TEKSTFRAGMENT:
Een solo leven heeft voordelen

We worden steeds ouder en dus neemt het aantal weduwen en weduwnaars toe. We scheiden meer dan ooit. We stellen het stichten van een gezin langer uit dan ooit. We leven individualistischer dan ooit en zijn steeds minder bereid de compromissen van een langdurige relatie voor lief te nemen. De grote groep alleen-levenden groeit alleen maar door, door omstandigheden en door vrije keuze. En dus wordt ook steeds duidelijker dat dit voor veel van hen een prima, zo niet uitstekend bestaan is. Zeker degenen die de ervaring van een lange relatie kennen, waarderen datgene wat het leven alleen hen biedt: veel me-time, even rust in je eigen cave bij thuiskomst, geen rekening hoeven houden met de ander. En relatieproblemen heb je niet meer. Althans, geen relatieproblemen die lang hoeven duren. Wel kan het zijn dat je steeds dezelfde problemen hebt in opeenvolgende relaties en dat zegt alles over jezelf. Maar hey who cares? Er hangt geen heel leven samen, een gezin of meekijkende familie meer vanaf: kappen en door.

Ook blijkt dat singles vaak beter hun sociale netwerken onderhouden en er meer op uit gaan. Ze beleven meer, doen meer. Omdat ze niet gebonden zijn door verplichtingen van het gezin, organiseren ze meer samen: ze hangen hun eigen slingers op. Natuurlijk zijn er ook de mannen die versloffen voor de TV en vrouwen die zich met chips verliezen in alweer een volgend seizoen van een on demand sit-com. Maar dat is een minderheid. En wat dan nog: als dat is wat goed voelt, niemand die je tegenhoudt.

Relaties veranderen, steeds sneller

De hoeksteen blijft vast nog wel even zitten. Maar wat zeker is: het palet wordt veelkleuriger. Hoewel het Hollywood ideaal nog altijd ‘happily ever after’ predikt, komt er een generatie aan die meer dan vorige generaties gemengde vriendschappen aangaat. Onze tieners chatten en chillen veel vaker gemengd, dan wij vroeger deden. Als je bevriend was met een meisje, was er bijna altijd sprake van verkering: een exclusief verband waar oudere broers en zussen je mee plaagden en waar ouders niets van mochten weten. Hoewel in deze tijd veel jongens in eerste instantie nog kiezen voor samen spelen op de PlayStation (iedereen in zijn eigen huis), zie je ook daar vanaf hun 15e/16e meer gemengde vriendengroepen ontstaan. Binnen die los-vaste verbanden ontstaan allerlei soorten van verbindingen, die veel veelkleuriger zijn dan het ‘is het aan, of is het uit zoals het tot pakweg vijftien jaar geleden werkte. Social media en de smartphone veranderen zienderogen het sociale spel. En bij de dertigers zie je de eerste tekenen van die veranderingen.

OPDRACHTEN:
a) Kloppen deze uitspraken met de tekst over alleen-levenden: (i) singles onderhouden vaak beter hun sociale netwerken, (ii) de mannen die versloffen voor de TV zijn in de meerderheid, (iii) tieners chatten en chillen vaker gemengd dan vroeger? Geef bij elke uitspraak ja of nee met de beslissende woorden uit de tekst letterlijk geciteerd.
b) Hoe gaat de tekst over alleen-levenden verder? Schrijf het volgende stuk, aansluitend op de laatste zin.

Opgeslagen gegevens

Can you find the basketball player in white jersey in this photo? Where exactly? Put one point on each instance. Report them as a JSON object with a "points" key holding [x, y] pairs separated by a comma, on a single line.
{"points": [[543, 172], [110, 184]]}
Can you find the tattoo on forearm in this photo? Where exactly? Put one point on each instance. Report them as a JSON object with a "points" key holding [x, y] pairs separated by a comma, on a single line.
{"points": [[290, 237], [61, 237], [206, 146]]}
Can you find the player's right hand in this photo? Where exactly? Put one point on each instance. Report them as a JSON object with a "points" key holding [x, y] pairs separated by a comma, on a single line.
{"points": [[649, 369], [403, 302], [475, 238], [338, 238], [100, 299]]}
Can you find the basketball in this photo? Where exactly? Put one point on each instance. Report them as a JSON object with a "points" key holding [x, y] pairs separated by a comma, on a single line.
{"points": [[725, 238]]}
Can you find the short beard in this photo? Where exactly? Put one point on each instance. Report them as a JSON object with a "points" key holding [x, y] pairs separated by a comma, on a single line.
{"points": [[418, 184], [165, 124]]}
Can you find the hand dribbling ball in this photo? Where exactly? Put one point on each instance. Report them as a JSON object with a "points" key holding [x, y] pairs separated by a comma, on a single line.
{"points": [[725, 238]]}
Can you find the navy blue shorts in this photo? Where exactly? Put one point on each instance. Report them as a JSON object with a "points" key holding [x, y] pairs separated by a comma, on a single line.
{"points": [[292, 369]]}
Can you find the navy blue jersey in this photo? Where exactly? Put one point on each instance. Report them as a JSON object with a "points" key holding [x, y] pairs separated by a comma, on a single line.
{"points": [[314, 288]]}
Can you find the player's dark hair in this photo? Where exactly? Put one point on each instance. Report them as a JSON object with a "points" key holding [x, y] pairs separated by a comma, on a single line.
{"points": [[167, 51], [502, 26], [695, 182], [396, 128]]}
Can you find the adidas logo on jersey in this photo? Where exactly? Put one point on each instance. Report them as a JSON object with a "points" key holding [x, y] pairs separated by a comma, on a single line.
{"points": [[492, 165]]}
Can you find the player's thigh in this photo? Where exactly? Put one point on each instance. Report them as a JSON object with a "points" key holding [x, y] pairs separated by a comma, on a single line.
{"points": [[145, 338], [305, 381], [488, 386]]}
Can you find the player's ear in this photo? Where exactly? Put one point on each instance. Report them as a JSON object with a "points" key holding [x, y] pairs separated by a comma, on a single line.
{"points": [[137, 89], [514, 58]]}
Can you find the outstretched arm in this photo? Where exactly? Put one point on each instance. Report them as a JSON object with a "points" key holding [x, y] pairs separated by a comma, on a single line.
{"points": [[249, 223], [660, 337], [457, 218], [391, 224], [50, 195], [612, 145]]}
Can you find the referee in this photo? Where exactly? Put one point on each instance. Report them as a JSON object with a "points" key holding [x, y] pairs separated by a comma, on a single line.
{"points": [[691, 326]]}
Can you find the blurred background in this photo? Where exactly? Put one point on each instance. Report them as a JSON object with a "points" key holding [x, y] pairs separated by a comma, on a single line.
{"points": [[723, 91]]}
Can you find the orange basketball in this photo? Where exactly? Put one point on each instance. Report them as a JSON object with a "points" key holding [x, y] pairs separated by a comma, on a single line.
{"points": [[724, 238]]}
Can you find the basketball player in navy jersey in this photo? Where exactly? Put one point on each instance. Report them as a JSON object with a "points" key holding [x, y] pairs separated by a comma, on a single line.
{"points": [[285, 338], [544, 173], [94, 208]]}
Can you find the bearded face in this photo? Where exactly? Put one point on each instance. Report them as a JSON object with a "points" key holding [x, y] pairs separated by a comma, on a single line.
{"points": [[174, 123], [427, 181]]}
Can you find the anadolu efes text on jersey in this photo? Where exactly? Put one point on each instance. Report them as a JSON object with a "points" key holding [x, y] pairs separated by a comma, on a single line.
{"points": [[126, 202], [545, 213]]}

ANTWOORDEN:
a)
(i) Ja: "Ook blijkt dat singles vaak beter hun sociale netwerken onderhouden en er meer op uit gaan."
(ii) Nee: "Maar dat is een minderheid."
(iii) Ja: "Onze tieners chatten en chillen veel vaker gemengd, dan wij vroeger deden."

b)
Wat mij opvalt is dat een stel vaker niet meer de investeringsbereidheid heeft om te blijven werken aan een niet voldoende voedende relatie. Het moet wel werken, anders kunnen beide partners prima alleen verder. Zelfs als er een kleine is geboren: de onderlinge economische afhankelijkheid is vrijwel verdwenen. Veel jonge stellen twijfelen na een eerste kind of er een tweede bij mag komen: willen we ons wel definitief aan elkaar en aan ons gezin binden? In de praktijk zie ik veel jonge stellen, die weliswaar al een kind hebben, maar nog lang geen zin hebben om een leven vol sociale contacten, festivals, trips en feesten, helemaal los te laten. Dan gaat het op de lange baan en verliezen partners nogal eens het contact met elkaar. Volgens Esther Perel, de toonaangevende relatietherapeute, zullen vooral de vrouwen steeds meer degenen zijn die de relatie opbreken, omdat het niet meer volstaat, omdat ze zich niet meer voldoende gezien voelt, omdat de seks niet meer voldoet, omdat hij blijft hangen in zijn werk, zijn vriendengroepje, zijn hobby’s.

Hoe ziet het relatie speelveld van de toekomst eruit?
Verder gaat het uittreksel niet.